Region outline entries:
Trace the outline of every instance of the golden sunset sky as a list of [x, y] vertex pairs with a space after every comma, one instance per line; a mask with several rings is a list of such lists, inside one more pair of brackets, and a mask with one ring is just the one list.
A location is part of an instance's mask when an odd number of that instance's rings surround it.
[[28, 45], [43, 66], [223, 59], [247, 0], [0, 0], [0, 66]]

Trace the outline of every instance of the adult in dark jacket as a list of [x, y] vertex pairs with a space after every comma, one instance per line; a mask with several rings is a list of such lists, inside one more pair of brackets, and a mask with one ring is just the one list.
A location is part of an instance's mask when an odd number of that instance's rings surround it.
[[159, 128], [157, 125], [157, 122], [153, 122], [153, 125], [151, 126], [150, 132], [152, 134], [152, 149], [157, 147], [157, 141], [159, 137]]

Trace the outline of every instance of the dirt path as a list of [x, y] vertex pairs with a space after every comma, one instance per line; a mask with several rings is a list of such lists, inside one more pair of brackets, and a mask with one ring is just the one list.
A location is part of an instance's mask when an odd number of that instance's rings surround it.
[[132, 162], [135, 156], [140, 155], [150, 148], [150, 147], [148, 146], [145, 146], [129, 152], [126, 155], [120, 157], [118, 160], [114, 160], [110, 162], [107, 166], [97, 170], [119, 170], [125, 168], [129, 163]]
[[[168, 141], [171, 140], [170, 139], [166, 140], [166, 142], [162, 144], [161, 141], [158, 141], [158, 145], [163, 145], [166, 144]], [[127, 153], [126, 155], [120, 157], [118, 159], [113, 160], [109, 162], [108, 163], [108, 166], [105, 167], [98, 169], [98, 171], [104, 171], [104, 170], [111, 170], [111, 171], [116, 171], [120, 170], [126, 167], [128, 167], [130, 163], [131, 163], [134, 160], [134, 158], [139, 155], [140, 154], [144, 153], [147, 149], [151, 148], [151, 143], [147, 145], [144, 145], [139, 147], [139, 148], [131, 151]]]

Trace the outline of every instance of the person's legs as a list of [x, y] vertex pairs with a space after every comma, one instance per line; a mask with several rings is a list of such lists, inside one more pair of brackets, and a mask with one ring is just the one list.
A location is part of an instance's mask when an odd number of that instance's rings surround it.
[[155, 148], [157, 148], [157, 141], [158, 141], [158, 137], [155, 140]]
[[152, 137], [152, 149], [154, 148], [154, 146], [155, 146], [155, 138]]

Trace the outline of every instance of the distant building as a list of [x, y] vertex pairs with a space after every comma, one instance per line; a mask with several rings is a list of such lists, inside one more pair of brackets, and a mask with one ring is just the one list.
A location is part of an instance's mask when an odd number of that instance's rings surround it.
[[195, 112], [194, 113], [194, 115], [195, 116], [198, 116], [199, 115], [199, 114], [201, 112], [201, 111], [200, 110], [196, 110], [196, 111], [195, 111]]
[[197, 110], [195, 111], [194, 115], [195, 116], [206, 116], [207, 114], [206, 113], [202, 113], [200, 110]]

| STATED GOAL |
Starting at the beginning of the listing and stopping after the line that contains "141], [159, 137]]", switch every "vertex pairs" to "coordinate pairs". Write out only those lines with nothing else altered.

| REPLY |
Trace the outline of every instance of the golden sunset sky as a list of [x, y] coordinate pairs with a space after every comma, one instance per line; a mask with several rings is a list of such lists, inside one more pair of brackets, and a mask with one ring is just the one list.
A location is part of an instance's mask when an odd number of that instance's rings surround it.
[[28, 45], [43, 66], [223, 59], [247, 0], [0, 0], [0, 66]]

Trace the outline of every instance of the adult in dark jacket as a list of [x, y] coordinate pairs with a space after every comma, one instance per line; a mask with several rings is a list of such lists, inside one more pair of brackets, and a mask with one ring is just the one list.
A location is part of an instance's mask when an odd number of that instance's rings surround it.
[[159, 128], [157, 125], [157, 122], [153, 122], [153, 125], [151, 126], [150, 132], [152, 134], [152, 149], [157, 147], [157, 141], [159, 137]]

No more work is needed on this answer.